* START Entries shown *

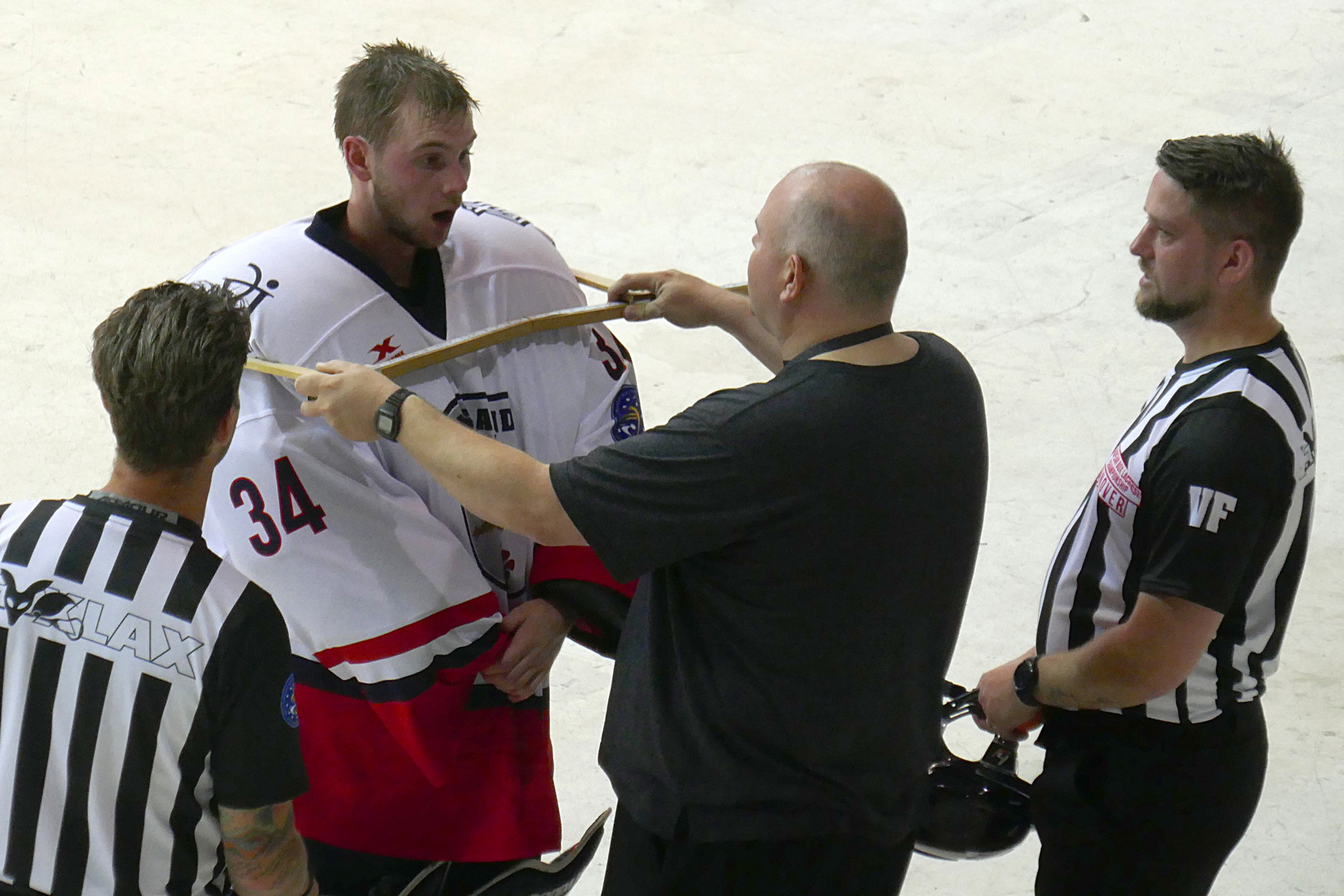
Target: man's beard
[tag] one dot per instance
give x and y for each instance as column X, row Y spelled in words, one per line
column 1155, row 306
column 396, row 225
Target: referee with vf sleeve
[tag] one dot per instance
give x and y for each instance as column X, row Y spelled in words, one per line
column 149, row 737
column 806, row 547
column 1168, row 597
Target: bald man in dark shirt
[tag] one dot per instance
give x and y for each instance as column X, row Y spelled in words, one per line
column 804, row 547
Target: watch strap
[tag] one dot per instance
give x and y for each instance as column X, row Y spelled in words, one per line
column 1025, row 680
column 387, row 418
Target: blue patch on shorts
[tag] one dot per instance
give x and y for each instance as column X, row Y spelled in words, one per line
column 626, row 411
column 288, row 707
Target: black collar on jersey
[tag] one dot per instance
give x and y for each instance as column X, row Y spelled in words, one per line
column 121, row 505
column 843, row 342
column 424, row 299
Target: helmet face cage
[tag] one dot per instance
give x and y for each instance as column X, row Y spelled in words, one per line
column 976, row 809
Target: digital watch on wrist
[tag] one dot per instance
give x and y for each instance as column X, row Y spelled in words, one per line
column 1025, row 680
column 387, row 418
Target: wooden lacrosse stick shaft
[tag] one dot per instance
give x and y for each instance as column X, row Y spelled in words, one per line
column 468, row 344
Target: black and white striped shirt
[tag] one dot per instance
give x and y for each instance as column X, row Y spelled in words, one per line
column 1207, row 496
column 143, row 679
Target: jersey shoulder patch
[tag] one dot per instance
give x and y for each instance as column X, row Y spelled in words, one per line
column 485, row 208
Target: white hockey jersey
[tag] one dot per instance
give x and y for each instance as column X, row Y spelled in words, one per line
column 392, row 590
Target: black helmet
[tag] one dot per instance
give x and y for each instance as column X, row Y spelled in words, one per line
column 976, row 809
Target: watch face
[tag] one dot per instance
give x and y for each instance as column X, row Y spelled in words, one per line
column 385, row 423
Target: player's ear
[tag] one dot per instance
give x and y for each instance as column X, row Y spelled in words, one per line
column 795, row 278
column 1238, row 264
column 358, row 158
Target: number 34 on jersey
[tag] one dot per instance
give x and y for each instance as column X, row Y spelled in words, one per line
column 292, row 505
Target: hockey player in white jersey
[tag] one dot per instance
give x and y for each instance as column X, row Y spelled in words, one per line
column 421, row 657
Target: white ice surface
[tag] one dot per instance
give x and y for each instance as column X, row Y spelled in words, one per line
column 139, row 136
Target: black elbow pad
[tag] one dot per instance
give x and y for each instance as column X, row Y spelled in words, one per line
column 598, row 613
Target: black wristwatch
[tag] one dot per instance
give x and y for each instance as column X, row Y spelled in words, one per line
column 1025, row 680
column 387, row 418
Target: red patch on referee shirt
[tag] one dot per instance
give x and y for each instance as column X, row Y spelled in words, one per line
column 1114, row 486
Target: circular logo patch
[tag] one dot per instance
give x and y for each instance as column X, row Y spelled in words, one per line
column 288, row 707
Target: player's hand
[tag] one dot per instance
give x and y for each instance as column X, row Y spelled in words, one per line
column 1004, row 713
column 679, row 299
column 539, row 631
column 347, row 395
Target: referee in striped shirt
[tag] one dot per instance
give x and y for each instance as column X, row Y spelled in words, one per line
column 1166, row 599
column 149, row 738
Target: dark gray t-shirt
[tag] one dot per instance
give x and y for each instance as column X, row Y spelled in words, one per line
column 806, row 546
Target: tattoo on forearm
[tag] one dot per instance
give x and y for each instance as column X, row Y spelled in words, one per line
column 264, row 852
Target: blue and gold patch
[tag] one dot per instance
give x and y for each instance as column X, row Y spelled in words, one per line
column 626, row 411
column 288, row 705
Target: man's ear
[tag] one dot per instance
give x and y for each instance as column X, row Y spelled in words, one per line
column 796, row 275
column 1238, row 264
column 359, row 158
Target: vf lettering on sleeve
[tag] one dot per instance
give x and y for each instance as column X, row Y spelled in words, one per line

* END Entries shown *

Reproduce the entries above line for line with no changes, leaving out the pictures.

Target: man's beard
[tag] one dot per instance
give x and y for each instance as column X, row Y spelled in words, one per line
column 1155, row 306
column 396, row 225
Target: referee with vf sleeve
[tag] one dot per instance
give x and y for each instance as column X, row Y spelled in words, one per line
column 149, row 737
column 806, row 547
column 1168, row 597
Target: bald man in dark shirt
[tag] one dot per instance
give x and y for each instance as column X, row Y spelled in words, one per line
column 804, row 547
Target: watch strap
[tag] one dot per instance
give x and y for each instance as column X, row Y spelled in words, one per line
column 1025, row 680
column 387, row 418
Target: blue patch on shorts
[tag] one dot per instance
give x and y for each instance as column X, row Y spelled in words, one per line
column 626, row 411
column 288, row 707
Target: black collar on jersey
[tag] one dot per instance
give x and y for each instance as column X, row Y spelled in words, one per line
column 121, row 505
column 843, row 342
column 424, row 299
Target: helmet face cage
[tag] one dot per instance
give x and y for each instance as column X, row Y spelled in words, one per line
column 976, row 809
Target: digital watch on wrist
[tag] one dot per instance
give x and y for each instance as column X, row Y spelled in words, one per line
column 1025, row 680
column 387, row 418
Target: wooden lacrosse stick shaft
[tag] one dot per instance
give x and y for each instance as column X, row Y spelled in words, one per line
column 468, row 344
Target: black and white striped shirt
[tag] one dot per instance
give x and y for each instance as column X, row Y spelled in words, one per line
column 1207, row 496
column 143, row 679
Target: jersey shoulder patch
[tag] one dot per instance
give x and y for each instance as column X, row Y spelled in words, one per line
column 485, row 208
Target: white hockey jersey
[tag] one dot per instance
give x and y for each instance as column X, row Y spelled in words, one per line
column 392, row 590
Target: black helmet
[tag] one dot per instance
give x and y for each instance as column X, row Y spelled in words, one per line
column 976, row 809
Target: watch face
[tag] one dot per instance
give x and y for each instance as column X, row Y spelled in words, one per line
column 385, row 423
Target: player's ear
[tag] one dot per instance
give x and y for each instance as column X, row Y spelled in words, one per line
column 795, row 278
column 1238, row 264
column 358, row 158
Target: number 34 on jersey
[tag] one dot per instance
give x and y for each instance as column X, row Y spelled in words, one per line
column 292, row 505
Target: hockey player in white jersey
[tag] one dot per instance
give x and y for each instance as column X, row Y spelled in words, one per line
column 421, row 657
Target: white ice surface
[tag] one dot per instance
give x and y for each instance as column X, row Y spelled in words, one per line
column 139, row 136
Target: black elbow pad
[tag] one dot per instance
give x and y for each instance as column X, row Y spelled in words, one per line
column 598, row 613
Target: black wristwatch
[tag] one dot per instance
give x and y for each instance as column X, row Y spelled in words, one per line
column 1025, row 680
column 387, row 418
Target: red patch on referee shirt
[tag] one dot per instance
give x and y for each instance as column X, row Y spelled in words, one per line
column 1114, row 486
Target: circular logo patch
[tag] one dot per instance
give x and y for each instance as column X, row Y spelled in words, one per line
column 288, row 707
Target: player's hand
[tag] one dot per instance
give x and y for each instance as column X, row Y spelled in words, one per line
column 1004, row 713
column 679, row 299
column 539, row 631
column 347, row 395
Target: referee in striped shirt
[tag] one dot per instance
give x and y for each instance as column X, row Y spelled in words, one per line
column 1166, row 599
column 149, row 738
Target: dark gray t-shirt
[tag] one dot per instance
give x and y for each instance as column X, row Y spelled in words, one per line
column 806, row 546
Target: tattoo on forearm
[tag] one dot per instance
give x and y for each instance as column X, row Y spelled in words, one per line
column 264, row 852
Target: blue and gold patch
[tag] one dot per instance
give x and y for each instance as column X, row Y spelled in words, one per line
column 626, row 411
column 288, row 705
Target: man's ear
[tag] one dot per instance
give x and y for each instance as column X, row Y spelled in words, one per line
column 796, row 275
column 1238, row 264
column 359, row 158
Target: vf lettering on sleeve
[tag] one dot per instance
give x and y for each instance as column X, row Y spelled in words, one per line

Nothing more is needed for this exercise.